● What you are asked to do:
Report, from the records below, every line where the word "building" appears.

● Data provided:
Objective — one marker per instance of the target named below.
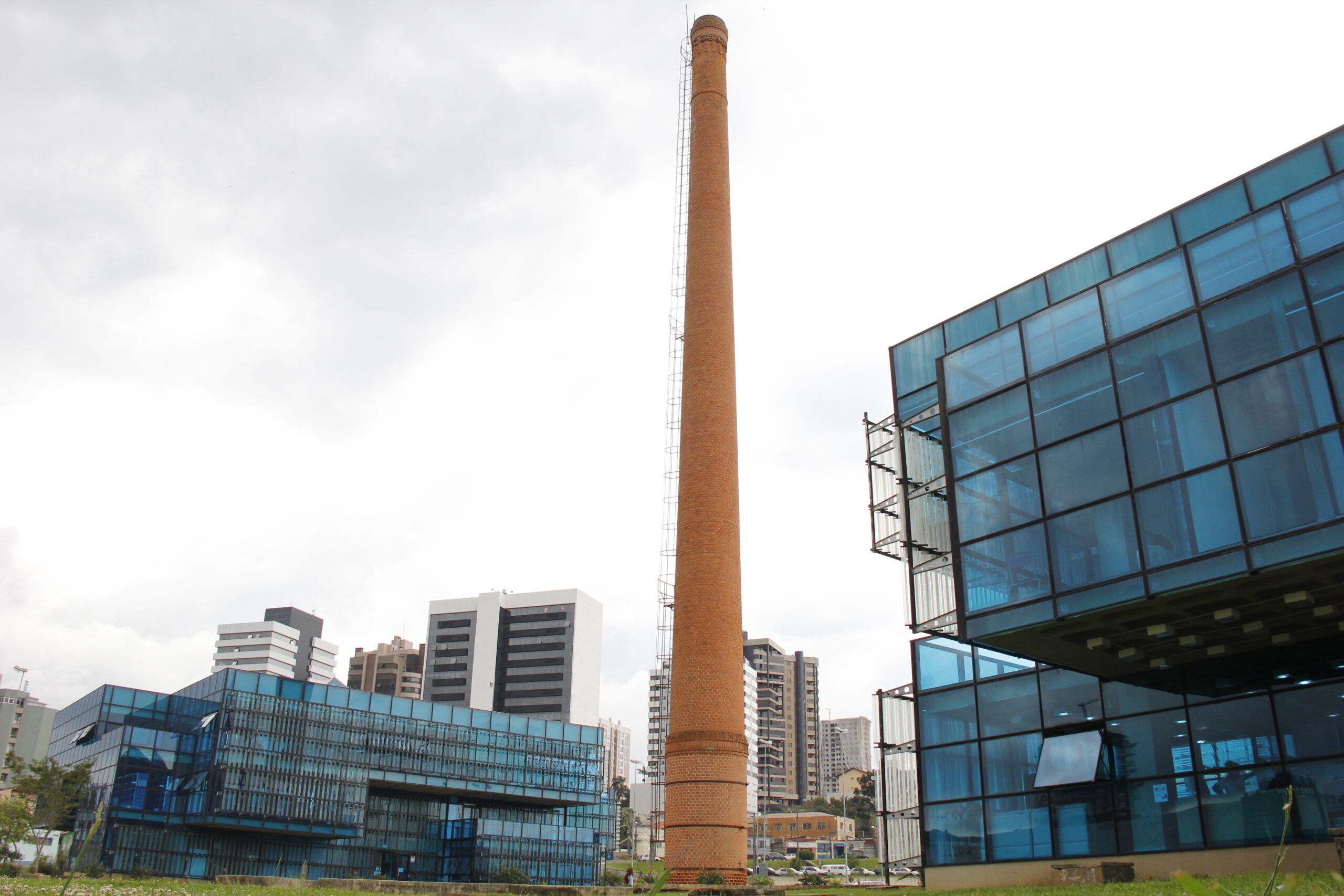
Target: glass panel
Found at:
(998, 499)
(1141, 695)
(1158, 816)
(1191, 516)
(1288, 175)
(1234, 734)
(1290, 487)
(1095, 544)
(1153, 745)
(1073, 399)
(1147, 296)
(1069, 760)
(947, 716)
(1162, 364)
(1311, 721)
(1258, 327)
(1240, 254)
(1018, 303)
(990, 431)
(915, 361)
(1276, 404)
(1084, 821)
(1018, 827)
(942, 662)
(983, 367)
(1244, 808)
(956, 833)
(1138, 246)
(991, 664)
(971, 325)
(1085, 469)
(1011, 763)
(1009, 705)
(1319, 218)
(1007, 568)
(1078, 275)
(1067, 698)
(1172, 440)
(1326, 287)
(1062, 332)
(1211, 210)
(949, 773)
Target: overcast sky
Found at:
(358, 305)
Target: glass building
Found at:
(252, 774)
(1119, 492)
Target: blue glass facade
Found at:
(252, 774)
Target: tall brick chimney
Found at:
(705, 821)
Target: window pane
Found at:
(1085, 469)
(915, 361)
(1233, 734)
(1062, 332)
(1290, 487)
(951, 773)
(1078, 275)
(983, 367)
(998, 499)
(1288, 175)
(1138, 246)
(1210, 212)
(1276, 404)
(1158, 816)
(1018, 303)
(956, 833)
(1258, 327)
(1018, 827)
(947, 716)
(1073, 399)
(1007, 568)
(1312, 721)
(942, 662)
(1174, 438)
(971, 325)
(1326, 287)
(990, 431)
(1069, 698)
(1162, 364)
(1009, 705)
(1084, 821)
(1095, 544)
(1319, 218)
(1011, 763)
(1240, 254)
(1187, 518)
(1146, 296)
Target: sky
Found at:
(353, 307)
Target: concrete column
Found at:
(706, 746)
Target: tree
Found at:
(47, 794)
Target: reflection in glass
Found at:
(1241, 254)
(1276, 404)
(1018, 827)
(1095, 544)
(1290, 487)
(1162, 364)
(1186, 518)
(1073, 399)
(1175, 438)
(1064, 331)
(1147, 296)
(1084, 469)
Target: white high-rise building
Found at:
(534, 655)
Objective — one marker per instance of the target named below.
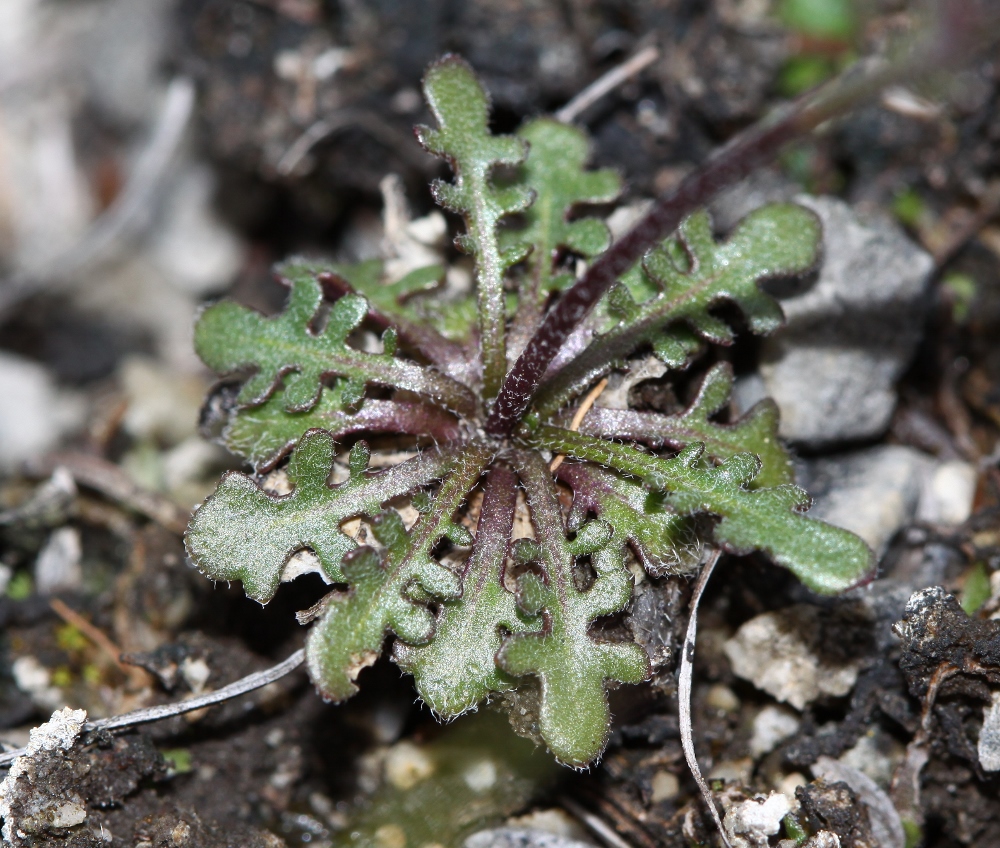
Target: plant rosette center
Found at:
(485, 560)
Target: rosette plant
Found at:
(510, 514)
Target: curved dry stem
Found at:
(239, 687)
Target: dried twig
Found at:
(130, 212)
(108, 479)
(684, 694)
(346, 119)
(93, 633)
(240, 687)
(606, 83)
(580, 414)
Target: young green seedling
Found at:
(474, 616)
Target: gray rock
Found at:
(520, 837)
(871, 492)
(781, 653)
(887, 828)
(989, 736)
(848, 337)
(57, 568)
(34, 413)
(832, 368)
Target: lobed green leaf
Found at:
(457, 669)
(781, 239)
(825, 558)
(461, 107)
(572, 666)
(265, 434)
(231, 338)
(664, 542)
(245, 533)
(756, 432)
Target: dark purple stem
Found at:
(951, 42)
(449, 357)
(496, 521)
(412, 418)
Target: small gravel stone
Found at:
(516, 837)
(57, 568)
(771, 726)
(749, 823)
(872, 492)
(779, 652)
(886, 826)
(989, 736)
(34, 413)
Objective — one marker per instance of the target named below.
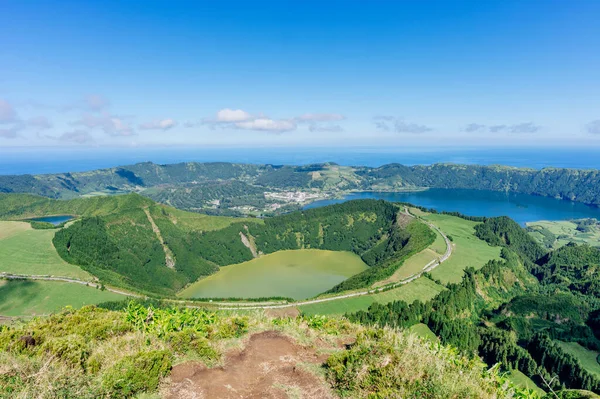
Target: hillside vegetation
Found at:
(513, 311)
(94, 352)
(132, 242)
(234, 185)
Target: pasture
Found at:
(521, 380)
(423, 331)
(411, 266)
(31, 298)
(191, 221)
(587, 358)
(469, 251)
(24, 250)
(555, 234)
(297, 274)
(422, 289)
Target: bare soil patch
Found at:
(282, 313)
(271, 366)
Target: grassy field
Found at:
(469, 251)
(411, 266)
(191, 221)
(29, 298)
(439, 245)
(24, 250)
(422, 289)
(521, 380)
(295, 274)
(587, 358)
(554, 235)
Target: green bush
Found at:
(187, 341)
(72, 349)
(136, 373)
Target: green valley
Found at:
(297, 274)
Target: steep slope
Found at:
(571, 184)
(93, 353)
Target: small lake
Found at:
(55, 220)
(298, 274)
(522, 208)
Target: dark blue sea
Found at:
(55, 220)
(520, 207)
(39, 161)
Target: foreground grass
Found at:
(422, 289)
(93, 353)
(24, 250)
(30, 298)
(469, 251)
(588, 359)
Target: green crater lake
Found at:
(297, 274)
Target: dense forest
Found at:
(514, 311)
(114, 238)
(577, 185)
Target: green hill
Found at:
(94, 352)
(132, 242)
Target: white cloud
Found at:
(232, 115)
(269, 125)
(320, 118)
(593, 127)
(11, 132)
(7, 112)
(326, 128)
(96, 102)
(39, 122)
(164, 124)
(389, 123)
(77, 136)
(112, 125)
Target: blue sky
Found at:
(285, 73)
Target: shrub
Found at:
(189, 341)
(71, 349)
(136, 373)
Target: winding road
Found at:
(236, 306)
(427, 268)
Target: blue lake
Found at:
(520, 207)
(55, 220)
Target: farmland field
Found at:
(469, 251)
(587, 358)
(423, 331)
(295, 274)
(521, 380)
(422, 289)
(411, 266)
(555, 234)
(29, 298)
(24, 250)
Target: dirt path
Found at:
(269, 367)
(426, 268)
(169, 257)
(234, 306)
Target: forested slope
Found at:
(132, 242)
(514, 311)
(572, 184)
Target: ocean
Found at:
(40, 161)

● Exercise answer:
Target: glass building
Target: white high-rise building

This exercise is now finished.